GIVEN TASK:
According to the economic update, how many words long was President Washington's first State of the Union address?

Steady Labor Market May Allow Fed Pause. According to the Conference Board, the steady state of the labor market reflected in the latest employment report will likely keep the Fed on hold at its upcoming meeting later this month. The decline in the unemployment rate in December, following a downward revision in November, suggests that downside risks to the state of the labor market may have been somewhat exaggerated. The latest Job Openings and Labor Turnover Survey (JOLTS) for November continued to support the view of a relatively healthy low-churn labor market as job openings remained low, but so did layoffs. The Fed may pause in January to assess how previous interest rate reductions percolate throughout the economy. However, the FOMC is expected to resume rate cuts later this year.

In Other Words

“My own morality. My own mind. It’s the only thing that can stop me,” President Trump when asked about the limits of his authority in global affairs.

Did You Know

President Trump’s State of the Union (SOTU) address is scheduled for February 24, 2026. No doubt, President Washington’s first State of the Union address, delivered in January 1790, will remain the shortest on record, coming in at just 1089 words.  

Graph of the Week

Data Indicates Underlying Inflation Rose Less Than Expected in December. The core consumer price index, which excludes food and energy categories, increased 0.2% from November, according to the Bureau of Labor Statistics. On an annual basis, it advanced 2.6%, matching a four-year low. While the impact of last year’s government shutdown on the data hasn’t fully unwound, the key positive in this report is flat core goods prices, reinforcing the view that tariff pass‑throughs to consumers have been much milder than anticipated.

DATA LISTING:
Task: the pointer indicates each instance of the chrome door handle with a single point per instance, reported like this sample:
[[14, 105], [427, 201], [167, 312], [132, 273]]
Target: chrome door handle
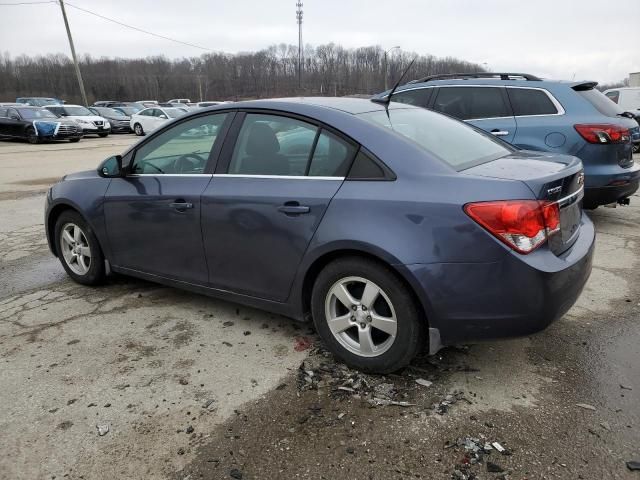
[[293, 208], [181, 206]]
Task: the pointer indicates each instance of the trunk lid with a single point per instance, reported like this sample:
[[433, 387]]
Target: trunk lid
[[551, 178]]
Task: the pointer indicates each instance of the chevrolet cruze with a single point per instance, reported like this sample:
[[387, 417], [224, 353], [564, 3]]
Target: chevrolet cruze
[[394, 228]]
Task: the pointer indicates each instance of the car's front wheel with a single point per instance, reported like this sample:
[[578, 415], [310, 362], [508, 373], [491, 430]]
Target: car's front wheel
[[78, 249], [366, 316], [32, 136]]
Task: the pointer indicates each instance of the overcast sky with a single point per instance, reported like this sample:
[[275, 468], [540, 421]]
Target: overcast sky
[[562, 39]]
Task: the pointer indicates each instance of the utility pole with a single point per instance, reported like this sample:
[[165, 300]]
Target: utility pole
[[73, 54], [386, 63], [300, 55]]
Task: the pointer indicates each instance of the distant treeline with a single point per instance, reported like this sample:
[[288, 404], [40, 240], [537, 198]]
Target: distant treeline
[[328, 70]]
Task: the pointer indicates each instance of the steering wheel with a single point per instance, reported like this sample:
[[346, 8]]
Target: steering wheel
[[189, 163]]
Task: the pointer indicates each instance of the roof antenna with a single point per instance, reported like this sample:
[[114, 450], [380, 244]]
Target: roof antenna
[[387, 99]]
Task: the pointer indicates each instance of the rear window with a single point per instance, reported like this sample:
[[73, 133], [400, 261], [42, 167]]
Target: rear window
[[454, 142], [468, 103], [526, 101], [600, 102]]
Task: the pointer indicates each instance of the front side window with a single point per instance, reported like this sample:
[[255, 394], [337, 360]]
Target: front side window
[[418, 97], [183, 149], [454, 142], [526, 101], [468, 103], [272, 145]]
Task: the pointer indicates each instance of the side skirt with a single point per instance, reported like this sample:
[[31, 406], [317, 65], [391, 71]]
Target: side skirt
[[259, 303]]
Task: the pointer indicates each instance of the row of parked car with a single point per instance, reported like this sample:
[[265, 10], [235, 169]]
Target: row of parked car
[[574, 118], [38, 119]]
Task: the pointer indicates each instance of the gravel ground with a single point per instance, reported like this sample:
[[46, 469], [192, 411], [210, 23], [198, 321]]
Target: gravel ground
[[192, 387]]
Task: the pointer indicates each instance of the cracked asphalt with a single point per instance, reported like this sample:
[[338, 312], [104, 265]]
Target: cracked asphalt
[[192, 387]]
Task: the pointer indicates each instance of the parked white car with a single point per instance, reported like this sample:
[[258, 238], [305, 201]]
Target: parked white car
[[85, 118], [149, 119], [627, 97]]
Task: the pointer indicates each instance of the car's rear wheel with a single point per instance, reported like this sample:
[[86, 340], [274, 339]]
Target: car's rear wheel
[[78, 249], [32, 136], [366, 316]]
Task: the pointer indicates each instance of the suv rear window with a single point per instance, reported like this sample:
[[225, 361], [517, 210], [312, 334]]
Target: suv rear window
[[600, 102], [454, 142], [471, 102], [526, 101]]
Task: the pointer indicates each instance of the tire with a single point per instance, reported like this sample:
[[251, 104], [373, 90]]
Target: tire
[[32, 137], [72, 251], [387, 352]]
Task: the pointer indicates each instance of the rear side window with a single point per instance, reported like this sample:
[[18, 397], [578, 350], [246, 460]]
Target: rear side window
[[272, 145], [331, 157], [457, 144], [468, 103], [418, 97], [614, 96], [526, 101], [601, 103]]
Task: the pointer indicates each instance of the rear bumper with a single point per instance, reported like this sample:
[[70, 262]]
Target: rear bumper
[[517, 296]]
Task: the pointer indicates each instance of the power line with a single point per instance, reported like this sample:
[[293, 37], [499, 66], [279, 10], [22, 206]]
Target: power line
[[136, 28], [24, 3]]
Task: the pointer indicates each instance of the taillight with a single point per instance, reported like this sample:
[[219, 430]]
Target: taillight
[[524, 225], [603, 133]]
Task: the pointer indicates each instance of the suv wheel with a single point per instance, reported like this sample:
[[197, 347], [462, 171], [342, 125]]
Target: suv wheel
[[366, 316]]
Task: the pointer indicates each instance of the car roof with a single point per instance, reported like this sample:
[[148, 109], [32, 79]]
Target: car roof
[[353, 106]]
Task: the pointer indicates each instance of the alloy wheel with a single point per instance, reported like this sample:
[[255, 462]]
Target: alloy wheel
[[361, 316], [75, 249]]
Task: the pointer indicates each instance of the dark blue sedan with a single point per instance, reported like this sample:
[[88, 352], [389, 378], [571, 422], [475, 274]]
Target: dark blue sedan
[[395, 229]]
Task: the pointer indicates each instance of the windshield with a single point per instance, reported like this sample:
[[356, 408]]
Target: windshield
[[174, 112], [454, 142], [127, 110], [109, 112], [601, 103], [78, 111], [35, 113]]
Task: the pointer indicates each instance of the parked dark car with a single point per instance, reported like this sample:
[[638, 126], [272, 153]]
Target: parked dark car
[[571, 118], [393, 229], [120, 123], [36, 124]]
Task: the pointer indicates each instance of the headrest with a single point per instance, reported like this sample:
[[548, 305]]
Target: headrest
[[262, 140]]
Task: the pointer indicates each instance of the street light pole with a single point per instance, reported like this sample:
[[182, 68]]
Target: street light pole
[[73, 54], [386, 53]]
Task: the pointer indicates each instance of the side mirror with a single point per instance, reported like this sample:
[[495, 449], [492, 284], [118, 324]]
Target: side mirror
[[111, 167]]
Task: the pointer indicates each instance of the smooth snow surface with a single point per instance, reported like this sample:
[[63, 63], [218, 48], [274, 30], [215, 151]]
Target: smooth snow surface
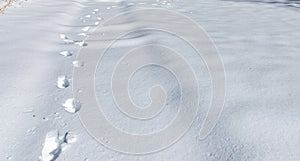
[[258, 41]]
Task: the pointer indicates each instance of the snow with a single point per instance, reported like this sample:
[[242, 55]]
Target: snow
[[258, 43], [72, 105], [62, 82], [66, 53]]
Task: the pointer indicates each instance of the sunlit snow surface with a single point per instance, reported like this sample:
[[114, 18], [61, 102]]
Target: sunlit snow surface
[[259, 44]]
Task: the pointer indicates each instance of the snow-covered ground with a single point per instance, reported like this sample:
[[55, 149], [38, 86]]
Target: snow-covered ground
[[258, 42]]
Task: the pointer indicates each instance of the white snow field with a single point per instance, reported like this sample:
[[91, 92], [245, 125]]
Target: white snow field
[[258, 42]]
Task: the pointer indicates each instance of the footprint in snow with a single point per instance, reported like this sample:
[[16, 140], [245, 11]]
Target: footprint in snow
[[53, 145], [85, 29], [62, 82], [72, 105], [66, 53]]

...

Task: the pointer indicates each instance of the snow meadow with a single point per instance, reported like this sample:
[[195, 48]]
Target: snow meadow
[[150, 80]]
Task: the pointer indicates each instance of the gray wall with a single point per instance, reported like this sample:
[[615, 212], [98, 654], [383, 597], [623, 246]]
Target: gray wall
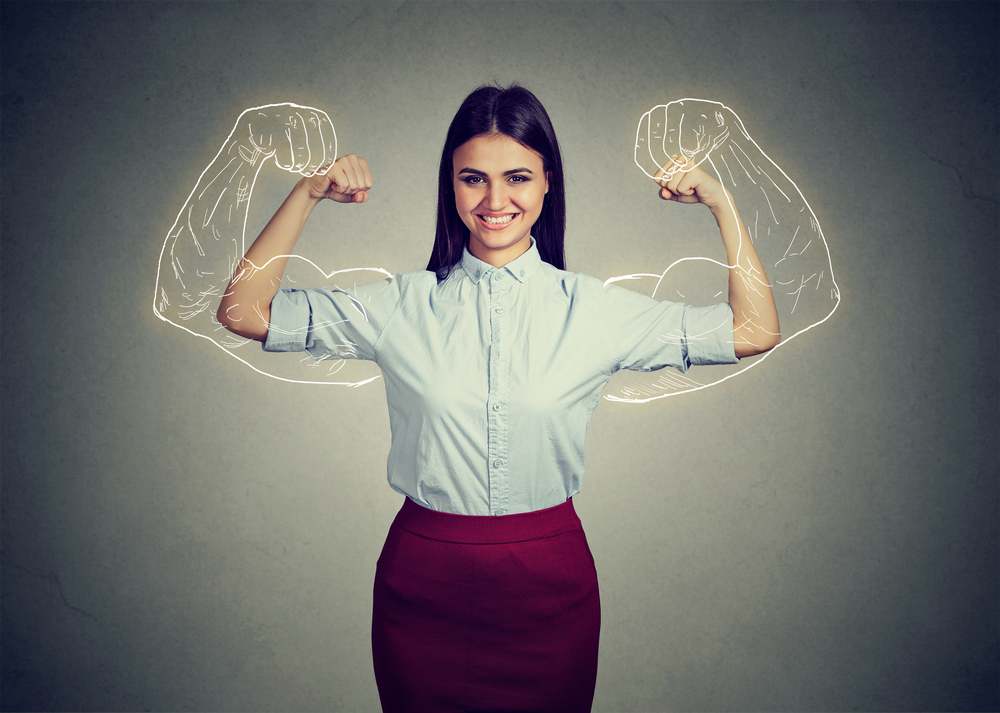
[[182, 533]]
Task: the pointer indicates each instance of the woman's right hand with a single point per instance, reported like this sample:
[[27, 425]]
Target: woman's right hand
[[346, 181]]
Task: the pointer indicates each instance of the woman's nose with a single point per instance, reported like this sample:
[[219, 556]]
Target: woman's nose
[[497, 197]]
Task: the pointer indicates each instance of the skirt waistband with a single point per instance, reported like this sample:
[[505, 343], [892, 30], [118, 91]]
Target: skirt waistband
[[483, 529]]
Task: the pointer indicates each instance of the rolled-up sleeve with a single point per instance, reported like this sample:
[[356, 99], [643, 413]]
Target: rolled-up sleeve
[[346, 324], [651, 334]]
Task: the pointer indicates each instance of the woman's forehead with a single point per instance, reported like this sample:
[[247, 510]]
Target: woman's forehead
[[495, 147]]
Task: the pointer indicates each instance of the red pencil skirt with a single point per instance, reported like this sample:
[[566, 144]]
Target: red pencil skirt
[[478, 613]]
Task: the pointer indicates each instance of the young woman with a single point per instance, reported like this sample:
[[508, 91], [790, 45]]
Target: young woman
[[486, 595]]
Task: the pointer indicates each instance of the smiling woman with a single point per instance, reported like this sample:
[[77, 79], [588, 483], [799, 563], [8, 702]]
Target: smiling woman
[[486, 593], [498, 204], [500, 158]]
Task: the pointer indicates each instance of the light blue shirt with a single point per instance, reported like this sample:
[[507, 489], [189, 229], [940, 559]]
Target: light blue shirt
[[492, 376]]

--

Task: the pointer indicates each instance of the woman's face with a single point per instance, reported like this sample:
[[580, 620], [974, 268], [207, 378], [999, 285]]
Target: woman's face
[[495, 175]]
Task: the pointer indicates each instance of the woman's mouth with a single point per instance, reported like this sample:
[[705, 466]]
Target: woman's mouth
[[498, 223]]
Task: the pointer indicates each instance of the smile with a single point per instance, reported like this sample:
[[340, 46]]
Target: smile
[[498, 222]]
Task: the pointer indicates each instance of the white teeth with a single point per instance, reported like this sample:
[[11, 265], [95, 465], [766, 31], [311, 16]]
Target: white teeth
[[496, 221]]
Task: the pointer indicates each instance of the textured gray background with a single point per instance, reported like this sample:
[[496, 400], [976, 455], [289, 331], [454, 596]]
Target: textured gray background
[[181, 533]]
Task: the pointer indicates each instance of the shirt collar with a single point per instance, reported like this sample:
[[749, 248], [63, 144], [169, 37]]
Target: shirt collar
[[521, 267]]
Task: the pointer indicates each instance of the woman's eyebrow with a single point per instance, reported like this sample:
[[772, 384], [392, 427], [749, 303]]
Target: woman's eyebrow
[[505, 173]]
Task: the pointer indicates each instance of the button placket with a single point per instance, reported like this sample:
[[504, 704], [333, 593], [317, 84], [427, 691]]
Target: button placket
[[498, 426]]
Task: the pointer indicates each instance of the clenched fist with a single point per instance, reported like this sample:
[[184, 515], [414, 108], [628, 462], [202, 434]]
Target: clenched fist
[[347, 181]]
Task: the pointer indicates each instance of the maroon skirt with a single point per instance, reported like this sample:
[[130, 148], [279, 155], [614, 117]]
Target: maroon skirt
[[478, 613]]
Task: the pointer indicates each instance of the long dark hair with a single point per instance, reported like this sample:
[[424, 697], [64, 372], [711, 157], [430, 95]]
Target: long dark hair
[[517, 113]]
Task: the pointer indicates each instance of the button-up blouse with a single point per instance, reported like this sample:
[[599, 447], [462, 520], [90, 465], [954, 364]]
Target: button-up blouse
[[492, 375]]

ANSWER FOR THIS EXERCISE:
1089 words